YOUR TASK – Return each of the lines below word for word, without adding, dropping, or changing anything.
╔══
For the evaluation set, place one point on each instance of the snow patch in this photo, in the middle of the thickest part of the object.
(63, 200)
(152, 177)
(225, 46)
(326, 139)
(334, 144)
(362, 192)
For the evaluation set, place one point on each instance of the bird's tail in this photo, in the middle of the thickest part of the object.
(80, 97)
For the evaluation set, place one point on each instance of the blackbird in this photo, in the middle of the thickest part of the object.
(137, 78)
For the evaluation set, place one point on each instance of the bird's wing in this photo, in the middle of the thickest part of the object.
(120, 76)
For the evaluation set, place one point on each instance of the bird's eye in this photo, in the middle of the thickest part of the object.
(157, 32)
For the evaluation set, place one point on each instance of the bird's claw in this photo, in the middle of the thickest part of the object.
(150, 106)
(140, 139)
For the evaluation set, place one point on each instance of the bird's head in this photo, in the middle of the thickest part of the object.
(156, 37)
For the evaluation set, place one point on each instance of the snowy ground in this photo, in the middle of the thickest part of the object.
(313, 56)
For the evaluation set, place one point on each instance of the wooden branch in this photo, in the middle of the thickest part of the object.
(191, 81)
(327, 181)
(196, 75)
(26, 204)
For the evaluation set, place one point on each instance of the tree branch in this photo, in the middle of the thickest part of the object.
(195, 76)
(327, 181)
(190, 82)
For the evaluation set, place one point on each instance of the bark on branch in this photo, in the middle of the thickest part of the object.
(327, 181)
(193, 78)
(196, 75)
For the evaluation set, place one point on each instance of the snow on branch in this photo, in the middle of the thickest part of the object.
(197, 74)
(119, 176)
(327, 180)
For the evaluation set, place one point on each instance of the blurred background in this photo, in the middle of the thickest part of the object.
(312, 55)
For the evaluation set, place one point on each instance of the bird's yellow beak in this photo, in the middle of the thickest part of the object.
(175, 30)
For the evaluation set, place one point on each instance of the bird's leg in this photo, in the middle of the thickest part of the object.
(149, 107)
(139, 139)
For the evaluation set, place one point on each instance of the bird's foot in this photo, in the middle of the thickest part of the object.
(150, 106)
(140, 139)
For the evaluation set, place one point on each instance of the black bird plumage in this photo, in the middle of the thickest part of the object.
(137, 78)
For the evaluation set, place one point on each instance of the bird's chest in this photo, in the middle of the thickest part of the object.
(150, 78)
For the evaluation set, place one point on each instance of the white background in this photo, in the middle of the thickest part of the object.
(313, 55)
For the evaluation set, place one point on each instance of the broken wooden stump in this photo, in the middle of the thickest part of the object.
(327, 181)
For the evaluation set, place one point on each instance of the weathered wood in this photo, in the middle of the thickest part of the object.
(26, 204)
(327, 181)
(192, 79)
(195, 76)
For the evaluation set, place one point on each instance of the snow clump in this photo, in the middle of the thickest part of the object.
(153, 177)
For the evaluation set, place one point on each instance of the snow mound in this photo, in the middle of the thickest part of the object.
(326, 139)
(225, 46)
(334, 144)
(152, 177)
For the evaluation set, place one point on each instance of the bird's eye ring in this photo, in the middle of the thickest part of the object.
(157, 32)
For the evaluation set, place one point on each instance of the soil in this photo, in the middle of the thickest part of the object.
╚══
FULL ANSWER –
For the evaluation set, place one point on each instance of the snow patch in this photo, in the middle of the thickest part of the object.
(63, 200)
(152, 177)
(225, 46)
(326, 139)
(334, 144)
(362, 192)
For the evaluation set, place one point on each instance of the bird's tail in this photo, in the middle of the thickest part of the object.
(80, 97)
For the evaluation set, place one point on each instance of the blackbird in this photo, in the middle of the thickest part of the object.
(137, 78)
For the evaluation set, place one point on each instance of the bird's wing in this photo, in the middle of the thickest part of the object.
(120, 76)
For the evaluation set, place one point on each instance of the bird's eye in this photo, in the middle of the thickest part of the object.
(157, 32)
For the evaluation set, place one point on each instance of the bird's claw in this photo, in the middle of the thickest part of the object.
(150, 106)
(140, 139)
For the evaluation set, place one point on each instance of the bird's head in this photo, in the middle of the thickest part of the object.
(156, 37)
For the evaluation set, place one point on each instance of the snowy ground in this photo, in the middle of the thickest part of the object.
(313, 56)
For the evaluation set, place one point on each instance of the wooden branch in this photo, in the middle of the thickest part of the object.
(191, 81)
(327, 181)
(196, 75)
(26, 204)
For the evaluation set, place one point on each instance of the tree branch in this photo, in the middle of the thickest part of the object.
(195, 76)
(327, 181)
(190, 82)
For the evaluation set, place one point on each instance of the bark on branch in this photo, in the middle of the thickest part of the object.
(327, 181)
(193, 78)
(196, 75)
For the evaluation set, place one point on each instance of the snow on branch in this photo, in the middle of the thickest part of the object.
(197, 74)
(119, 176)
(327, 180)
For the evaluation set, place one point on each instance of the blurred background in this photo, in the middle of the thickest part of the object.
(312, 55)
For the evaluation set, place one point on each instance of the bird's yellow beak in this photo, in the middle of the thickest part of the object.
(175, 30)
For the evaluation set, place one point on each instance of the bird's leg in this photo, in the middle of the thickest part of the object.
(149, 107)
(139, 139)
For the evaluation set, place one point on each instance of the bird's foot in this photo, in the middle of the thickest part of the object.
(150, 106)
(140, 139)
For the evaluation set, place one point on each instance of the black bird plumage in this photo, in the middle of the thickest part of the object.
(137, 78)
For the evaluation set, place one point on each instance of the bird's chest in this photo, in the middle of the thickest part of the object.
(150, 78)
For the evaluation set, place one point on each instance of the white background in this photo, in the middle of the thickest part of the object.
(313, 55)
For the evaluation set, place one point on each instance of the broken wooden stump in this photo, in the middle of the thickest part of the object.
(327, 181)
For the evaluation set, place one point on each instance of the weathered wood in this photo, in the middle of the thickest part of the object.
(26, 204)
(327, 181)
(192, 79)
(195, 76)
For the evaluation set, place one point on each instance of the snow clump in this photo, in the middle of the thickest part of the object.
(153, 177)
For the evaluation set, place one point on each instance of the snow mound in this photo, in the middle of the thickest part of the object.
(326, 139)
(225, 46)
(334, 144)
(152, 177)
For the evaluation set, place one point on each instance of the bird's eye ring in this photo, in the middle of the thickest part of the object.
(157, 32)
For the evaluation set, place one point on each instance of the soil in this photo, in the middle of the thickest part of the object.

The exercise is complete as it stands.